▸ **Task to complete**: Can you collect every line in the listing below that contains the string "yellow", counting a match only when the case is the same?

▸ **Excerpts from a point labeling dataset**:

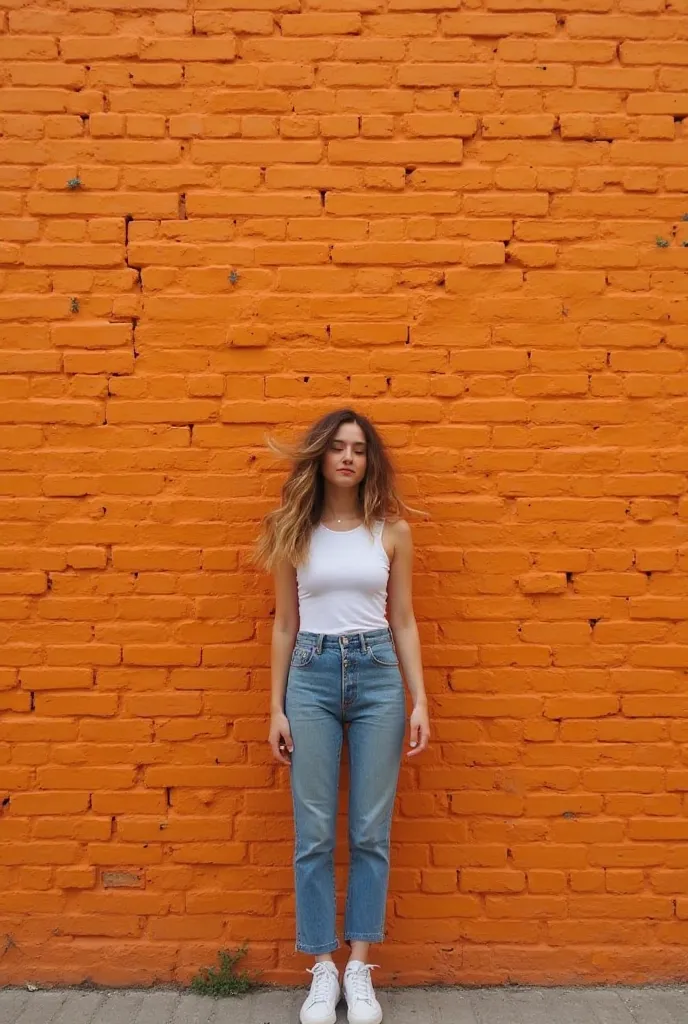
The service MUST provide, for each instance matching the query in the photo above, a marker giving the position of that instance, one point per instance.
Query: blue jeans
(336, 681)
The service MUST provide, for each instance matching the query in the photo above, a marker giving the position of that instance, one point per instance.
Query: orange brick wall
(223, 216)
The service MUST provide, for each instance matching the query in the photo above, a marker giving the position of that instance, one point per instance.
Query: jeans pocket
(384, 654)
(301, 656)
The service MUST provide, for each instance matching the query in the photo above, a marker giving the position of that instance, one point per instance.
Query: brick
(447, 217)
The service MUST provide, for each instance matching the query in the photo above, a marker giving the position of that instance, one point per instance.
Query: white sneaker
(320, 1006)
(363, 1008)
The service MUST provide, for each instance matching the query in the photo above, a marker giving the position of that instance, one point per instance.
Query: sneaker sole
(352, 1019)
(331, 1019)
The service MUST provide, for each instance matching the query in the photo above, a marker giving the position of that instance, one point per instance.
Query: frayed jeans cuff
(316, 950)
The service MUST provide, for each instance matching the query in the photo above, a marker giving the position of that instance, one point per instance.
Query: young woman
(343, 627)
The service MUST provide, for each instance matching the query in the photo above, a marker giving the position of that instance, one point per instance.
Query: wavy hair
(286, 531)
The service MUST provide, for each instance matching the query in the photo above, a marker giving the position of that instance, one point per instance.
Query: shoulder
(397, 536)
(398, 528)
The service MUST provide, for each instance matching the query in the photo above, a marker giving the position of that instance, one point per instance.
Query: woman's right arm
(285, 628)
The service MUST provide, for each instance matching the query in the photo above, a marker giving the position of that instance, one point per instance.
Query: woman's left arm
(404, 630)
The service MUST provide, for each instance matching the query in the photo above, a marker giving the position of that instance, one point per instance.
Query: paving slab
(509, 1005)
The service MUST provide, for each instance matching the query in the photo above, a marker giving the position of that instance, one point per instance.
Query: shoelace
(320, 983)
(361, 983)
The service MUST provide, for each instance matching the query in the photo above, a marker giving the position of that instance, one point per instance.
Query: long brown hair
(286, 531)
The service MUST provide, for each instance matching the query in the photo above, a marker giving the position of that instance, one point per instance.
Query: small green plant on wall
(224, 980)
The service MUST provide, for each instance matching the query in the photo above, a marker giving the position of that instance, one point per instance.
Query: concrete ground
(410, 1006)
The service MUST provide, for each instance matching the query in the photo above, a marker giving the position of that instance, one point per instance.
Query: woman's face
(344, 462)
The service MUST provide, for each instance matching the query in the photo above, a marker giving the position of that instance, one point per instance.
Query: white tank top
(342, 585)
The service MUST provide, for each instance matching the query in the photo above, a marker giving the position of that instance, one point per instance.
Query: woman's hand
(420, 729)
(281, 737)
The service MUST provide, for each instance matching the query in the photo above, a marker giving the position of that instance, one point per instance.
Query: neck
(340, 505)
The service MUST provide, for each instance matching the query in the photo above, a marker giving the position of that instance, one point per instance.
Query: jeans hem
(316, 950)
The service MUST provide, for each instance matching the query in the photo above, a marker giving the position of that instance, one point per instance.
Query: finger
(280, 754)
(422, 745)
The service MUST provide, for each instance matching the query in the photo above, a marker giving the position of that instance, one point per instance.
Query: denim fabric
(334, 682)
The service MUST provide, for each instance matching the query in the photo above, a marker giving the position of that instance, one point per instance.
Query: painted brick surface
(221, 217)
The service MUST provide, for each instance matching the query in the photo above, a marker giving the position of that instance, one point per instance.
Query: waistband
(359, 640)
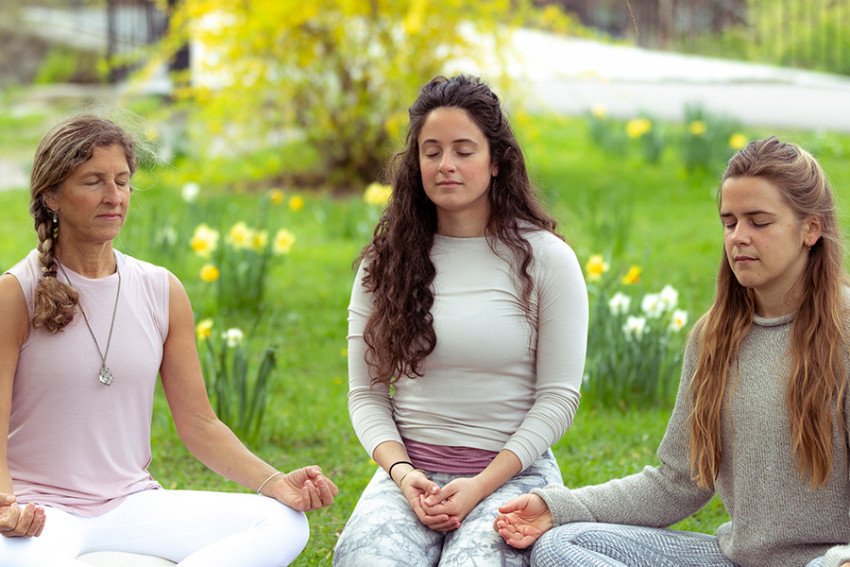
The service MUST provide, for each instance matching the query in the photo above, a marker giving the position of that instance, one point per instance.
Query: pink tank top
(74, 443)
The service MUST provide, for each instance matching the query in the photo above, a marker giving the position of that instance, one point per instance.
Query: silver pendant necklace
(105, 377)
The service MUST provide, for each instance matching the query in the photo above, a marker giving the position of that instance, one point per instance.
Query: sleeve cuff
(563, 505)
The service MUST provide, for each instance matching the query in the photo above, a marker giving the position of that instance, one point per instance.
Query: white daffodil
(635, 327)
(619, 303)
(233, 336)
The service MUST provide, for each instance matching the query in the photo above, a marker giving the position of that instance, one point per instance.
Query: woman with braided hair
(467, 335)
(84, 333)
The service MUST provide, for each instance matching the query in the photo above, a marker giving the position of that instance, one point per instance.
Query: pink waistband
(445, 459)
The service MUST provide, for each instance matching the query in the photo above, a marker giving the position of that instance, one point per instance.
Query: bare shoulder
(13, 305)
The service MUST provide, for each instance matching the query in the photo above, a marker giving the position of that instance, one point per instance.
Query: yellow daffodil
(595, 267)
(377, 194)
(296, 203)
(276, 196)
(697, 128)
(240, 236)
(283, 242)
(638, 127)
(738, 141)
(204, 241)
(632, 276)
(204, 329)
(209, 273)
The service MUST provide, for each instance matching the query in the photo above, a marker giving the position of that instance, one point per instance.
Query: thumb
(514, 504)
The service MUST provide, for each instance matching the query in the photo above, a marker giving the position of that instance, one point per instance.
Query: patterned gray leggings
(384, 532)
(611, 545)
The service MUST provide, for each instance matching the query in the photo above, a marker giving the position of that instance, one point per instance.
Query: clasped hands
(20, 521)
(441, 508)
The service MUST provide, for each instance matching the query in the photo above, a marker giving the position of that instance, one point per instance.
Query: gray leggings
(610, 545)
(384, 532)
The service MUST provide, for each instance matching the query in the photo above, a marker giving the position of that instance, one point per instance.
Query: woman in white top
(84, 333)
(467, 336)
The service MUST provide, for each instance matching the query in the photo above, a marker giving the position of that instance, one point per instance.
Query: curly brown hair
(66, 146)
(399, 273)
(819, 345)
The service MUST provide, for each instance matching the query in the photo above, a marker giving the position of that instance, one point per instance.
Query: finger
(326, 494)
(423, 483)
(315, 496)
(24, 520)
(42, 523)
(308, 496)
(37, 521)
(513, 505)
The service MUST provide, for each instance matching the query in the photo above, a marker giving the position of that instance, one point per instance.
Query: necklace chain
(105, 376)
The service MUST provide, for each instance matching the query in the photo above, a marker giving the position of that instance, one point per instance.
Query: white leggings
(191, 528)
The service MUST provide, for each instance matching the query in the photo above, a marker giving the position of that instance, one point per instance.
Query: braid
(55, 302)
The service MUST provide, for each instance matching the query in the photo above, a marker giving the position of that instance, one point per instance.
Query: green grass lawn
(657, 216)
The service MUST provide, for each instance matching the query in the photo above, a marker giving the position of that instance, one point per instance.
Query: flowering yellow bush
(638, 127)
(209, 273)
(296, 203)
(738, 141)
(283, 242)
(377, 194)
(697, 127)
(632, 276)
(595, 267)
(240, 236)
(204, 241)
(203, 330)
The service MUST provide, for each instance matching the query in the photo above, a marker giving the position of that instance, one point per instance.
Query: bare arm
(15, 521)
(210, 440)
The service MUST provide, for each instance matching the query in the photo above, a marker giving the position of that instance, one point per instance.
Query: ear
(49, 200)
(812, 230)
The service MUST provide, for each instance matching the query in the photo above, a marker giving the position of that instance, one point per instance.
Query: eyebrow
(748, 214)
(458, 141)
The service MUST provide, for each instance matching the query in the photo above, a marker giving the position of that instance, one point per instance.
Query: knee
(279, 520)
(553, 547)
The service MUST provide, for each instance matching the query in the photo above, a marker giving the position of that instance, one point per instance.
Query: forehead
(448, 124)
(742, 195)
(111, 157)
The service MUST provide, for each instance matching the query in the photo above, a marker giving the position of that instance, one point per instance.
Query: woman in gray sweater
(761, 416)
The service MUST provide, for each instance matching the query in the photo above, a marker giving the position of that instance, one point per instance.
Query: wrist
(269, 482)
(400, 469)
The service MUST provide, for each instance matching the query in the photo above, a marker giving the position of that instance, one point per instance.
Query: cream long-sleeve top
(494, 380)
(776, 517)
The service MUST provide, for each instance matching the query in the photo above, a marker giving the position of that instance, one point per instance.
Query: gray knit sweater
(777, 519)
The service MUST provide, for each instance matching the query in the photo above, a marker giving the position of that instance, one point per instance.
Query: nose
(446, 164)
(112, 193)
(740, 235)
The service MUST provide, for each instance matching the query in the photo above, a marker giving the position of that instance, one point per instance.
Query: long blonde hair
(818, 343)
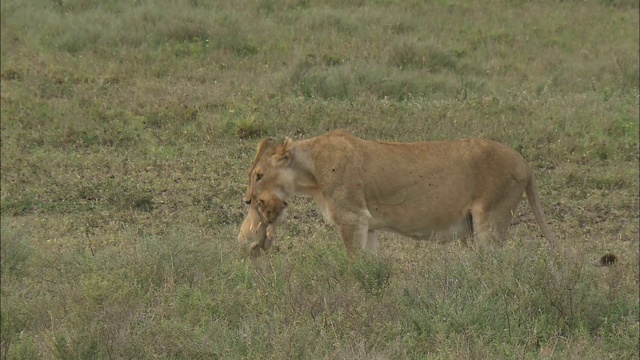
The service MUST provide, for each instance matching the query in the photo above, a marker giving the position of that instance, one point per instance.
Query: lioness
(454, 188)
(258, 230)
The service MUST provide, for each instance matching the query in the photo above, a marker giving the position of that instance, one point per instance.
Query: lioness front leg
(372, 242)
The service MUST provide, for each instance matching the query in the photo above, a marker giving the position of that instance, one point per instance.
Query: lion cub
(258, 229)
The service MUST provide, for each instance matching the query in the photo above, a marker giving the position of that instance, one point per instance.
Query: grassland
(127, 128)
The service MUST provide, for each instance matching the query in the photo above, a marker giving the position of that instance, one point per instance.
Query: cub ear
(283, 152)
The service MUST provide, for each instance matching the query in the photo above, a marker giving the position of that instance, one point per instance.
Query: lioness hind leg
(489, 225)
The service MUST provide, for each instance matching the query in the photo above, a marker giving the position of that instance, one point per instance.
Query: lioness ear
(283, 152)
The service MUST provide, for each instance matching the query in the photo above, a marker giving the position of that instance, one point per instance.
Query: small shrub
(372, 273)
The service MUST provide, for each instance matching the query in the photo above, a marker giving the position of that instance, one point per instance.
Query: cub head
(268, 171)
(270, 207)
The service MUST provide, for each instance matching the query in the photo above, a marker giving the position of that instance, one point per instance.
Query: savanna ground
(128, 127)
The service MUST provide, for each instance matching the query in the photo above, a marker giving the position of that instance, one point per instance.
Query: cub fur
(258, 230)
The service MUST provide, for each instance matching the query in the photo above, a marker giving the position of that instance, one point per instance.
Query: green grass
(127, 129)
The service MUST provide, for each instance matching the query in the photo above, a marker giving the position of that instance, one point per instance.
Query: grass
(127, 129)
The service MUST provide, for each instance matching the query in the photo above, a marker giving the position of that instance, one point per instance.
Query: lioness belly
(420, 224)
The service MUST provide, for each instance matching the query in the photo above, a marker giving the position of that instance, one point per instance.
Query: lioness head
(269, 171)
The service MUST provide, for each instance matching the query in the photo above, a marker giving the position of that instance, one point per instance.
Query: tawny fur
(258, 230)
(450, 188)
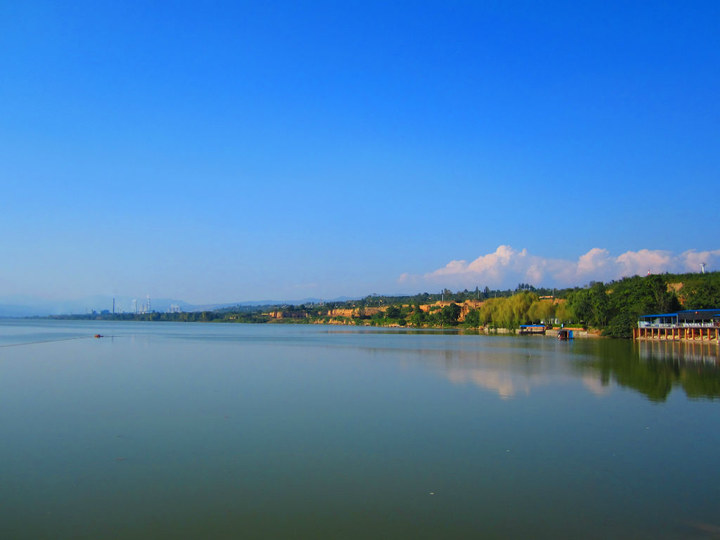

▸ **Solution to this task**:
Query: yellow daffodil
Query: flowering yellow bush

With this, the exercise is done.